EXERCISE DETAILS >> Please rewrite the entries below with "green leaf" replaced by "yellow leaf", leaving everything else unchanged.

(Excerpts of labeled region data)
################
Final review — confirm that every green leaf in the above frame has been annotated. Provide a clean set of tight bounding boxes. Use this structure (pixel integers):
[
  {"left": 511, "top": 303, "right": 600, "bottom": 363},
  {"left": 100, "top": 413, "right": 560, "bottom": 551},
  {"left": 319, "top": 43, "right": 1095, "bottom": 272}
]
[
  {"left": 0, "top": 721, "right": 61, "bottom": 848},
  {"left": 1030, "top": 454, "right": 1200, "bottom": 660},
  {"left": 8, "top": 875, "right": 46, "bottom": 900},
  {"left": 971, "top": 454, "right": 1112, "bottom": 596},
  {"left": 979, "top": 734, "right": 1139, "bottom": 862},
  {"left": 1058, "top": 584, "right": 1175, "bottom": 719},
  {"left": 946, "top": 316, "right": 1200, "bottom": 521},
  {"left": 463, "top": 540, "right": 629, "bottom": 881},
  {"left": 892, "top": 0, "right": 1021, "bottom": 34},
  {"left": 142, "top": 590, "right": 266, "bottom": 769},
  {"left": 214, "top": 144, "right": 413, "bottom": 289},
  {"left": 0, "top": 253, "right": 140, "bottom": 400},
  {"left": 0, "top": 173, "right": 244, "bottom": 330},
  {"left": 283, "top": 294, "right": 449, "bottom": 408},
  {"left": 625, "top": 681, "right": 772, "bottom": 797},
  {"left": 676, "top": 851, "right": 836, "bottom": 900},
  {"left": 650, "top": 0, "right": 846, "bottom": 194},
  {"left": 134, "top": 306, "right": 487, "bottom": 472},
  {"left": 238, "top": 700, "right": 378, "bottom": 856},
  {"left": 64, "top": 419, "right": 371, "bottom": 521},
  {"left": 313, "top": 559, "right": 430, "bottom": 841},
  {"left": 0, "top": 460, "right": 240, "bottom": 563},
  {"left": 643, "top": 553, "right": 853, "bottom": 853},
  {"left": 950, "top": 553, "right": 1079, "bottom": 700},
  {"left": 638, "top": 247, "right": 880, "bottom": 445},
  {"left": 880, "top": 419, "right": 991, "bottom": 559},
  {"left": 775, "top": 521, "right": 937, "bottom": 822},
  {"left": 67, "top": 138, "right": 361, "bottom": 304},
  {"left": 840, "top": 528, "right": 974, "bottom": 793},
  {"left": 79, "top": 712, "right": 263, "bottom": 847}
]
################
IN RESPONSE >>
Final review — confirm that every yellow leaf in the above frame has been annotated. Provide a clean set of tight bounding boxes. Use this structure (pixel integers):
[
  {"left": 511, "top": 303, "right": 600, "bottom": 363},
  {"left": 100, "top": 413, "right": 560, "bottom": 551},
  {"left": 319, "top": 43, "right": 1095, "bottom": 272}
]
[
  {"left": 0, "top": 721, "right": 61, "bottom": 848},
  {"left": 1030, "top": 454, "right": 1200, "bottom": 660},
  {"left": 8, "top": 875, "right": 46, "bottom": 900},
  {"left": 971, "top": 454, "right": 1112, "bottom": 596},
  {"left": 979, "top": 734, "right": 1139, "bottom": 862},
  {"left": 1058, "top": 584, "right": 1175, "bottom": 719},
  {"left": 946, "top": 316, "right": 1200, "bottom": 521},
  {"left": 463, "top": 540, "right": 629, "bottom": 881},
  {"left": 892, "top": 0, "right": 1021, "bottom": 34},
  {"left": 142, "top": 590, "right": 266, "bottom": 769},
  {"left": 214, "top": 144, "right": 413, "bottom": 289},
  {"left": 0, "top": 253, "right": 140, "bottom": 400},
  {"left": 0, "top": 173, "right": 244, "bottom": 330},
  {"left": 283, "top": 294, "right": 449, "bottom": 408},
  {"left": 625, "top": 681, "right": 772, "bottom": 797},
  {"left": 676, "top": 851, "right": 836, "bottom": 900},
  {"left": 650, "top": 0, "right": 846, "bottom": 194},
  {"left": 134, "top": 306, "right": 487, "bottom": 472},
  {"left": 238, "top": 700, "right": 378, "bottom": 856},
  {"left": 64, "top": 419, "right": 371, "bottom": 521},
  {"left": 313, "top": 559, "right": 430, "bottom": 841},
  {"left": 0, "top": 460, "right": 240, "bottom": 563},
  {"left": 643, "top": 553, "right": 853, "bottom": 853},
  {"left": 950, "top": 553, "right": 1079, "bottom": 700},
  {"left": 638, "top": 247, "right": 880, "bottom": 445},
  {"left": 880, "top": 419, "right": 991, "bottom": 559},
  {"left": 775, "top": 521, "right": 937, "bottom": 822},
  {"left": 67, "top": 138, "right": 361, "bottom": 304},
  {"left": 840, "top": 528, "right": 974, "bottom": 793},
  {"left": 79, "top": 712, "right": 263, "bottom": 847}
]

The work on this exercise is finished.